DIRECTION: Present the records below as a Markdown table with the columns Row and Text, numbering each line in Row and placing the line itself in Text. Leave out blank lines and the pictures.

━━ GIVEN DATA ━━

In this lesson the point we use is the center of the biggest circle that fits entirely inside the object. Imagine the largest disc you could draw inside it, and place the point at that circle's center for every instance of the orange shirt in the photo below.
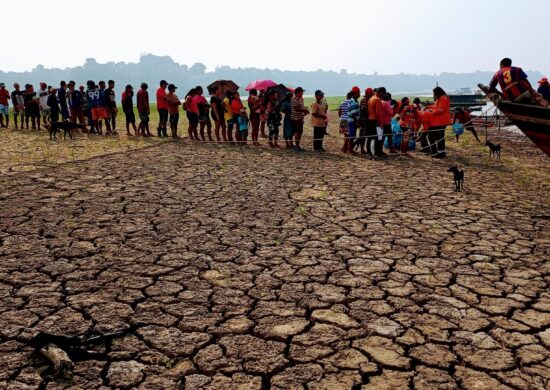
(441, 111)
(375, 109)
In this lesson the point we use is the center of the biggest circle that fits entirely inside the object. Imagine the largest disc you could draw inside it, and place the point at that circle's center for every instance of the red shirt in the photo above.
(162, 104)
(4, 96)
(236, 106)
(143, 101)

━━━

EXERCISE ANSWER:
| Row | Text |
|---|---|
| 1 | In this lesson the point we use is the center of the biggest circle that fits entirely inside the object. Imagine the largest disc you could draw inside it, and place the point at that circle's center for every instance of the orange shirt in the photo below. |
| 2 | (441, 111) |
| 3 | (375, 109) |
| 4 | In this lesson the point we use is the center of the biggest circle that fits entirely inside the object. Imagine the largest disc you could draw inside it, and place the point at that circle's center for every instance of the red shirt in the photo above. |
| 5 | (162, 104) |
| 6 | (4, 96) |
| 7 | (236, 106) |
| 8 | (143, 101) |